- ACTIONS TO TAKE:
1. List every dollar amount stated in the budget plan excerpt.
2. Reproduce the budget plan excerpt word for word from "In addition, the" up to and including "a supplemental appropriation.".

- DOCUMENT EXCERPT:
The table below summarizes the legislature’s budget plan.


The narrow surplus shown in the table depends on several uncertain developments. As in the Governor’s proposed FY2018 budget, the legislature’s budget relies on the sale of the James R. Thompson Center in Chicago, with an estimated sale price of $300 million and net proceeds after expenses of about $240 million. The surplus could be reduced if it takes longer than expected to find a buyer or if the structure is sold for less than the projected price.

In its Budget Implementation Act (BIMP), the General Assembly also adopted a pension proposal by the Governor that makes universities and school districts outside Chicago—instead of the State—responsible for pension costs for new employees. The change is expected to save the State $500 million per year, as the reduction in future pension liabilities leads to a sharp decline in current contribution requirements under the State’s funding formula. However, the legislature left timing of the plan’s implementation up to the Teachers’ and State Universities Retirement Systems, raising questions as to how much of the savings will be realized in FY2018.

In addition, the General Assembly’s appropriation bill did not include a required contribution of $11.7 million in FY2018 to the Chicago teachers’ pension fund under Section 17-127 of the Illinois Pension Code. It is expected that this will be funded through a supplemental appropriation.

The education funding legislation enacted in August authorized a five-year pilot program offering up to $75 million per year in income tax credits to individuals or businesses that donate to private school scholarships for low income students. The program does not take effect until the 2018-2019 school year and taxpayers may not take credits for the donations until the tax year beginning on January 1, 2018. Because those returns are filed in 2019, the State apparently will not be affected by the revenue loss until FY2019.

- DATA SEGMENT:
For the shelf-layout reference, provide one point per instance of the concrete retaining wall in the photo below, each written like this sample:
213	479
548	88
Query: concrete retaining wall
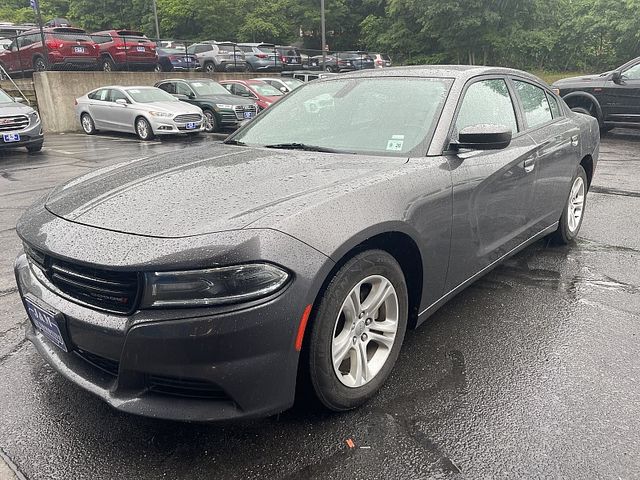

- EXERCISE RESULTS:
1. $300 million, $240 million, $500 million, $11.7 million, $75 million

2.
In addition, the General Assembly’s appropriation bill did not include a required contribution of $11.7 million in FY2018 to the Chicago teachers’ pension fund under Section 17-127 of the Illinois Pension Code. It is expected that this will be funded through a supplemental appropriation.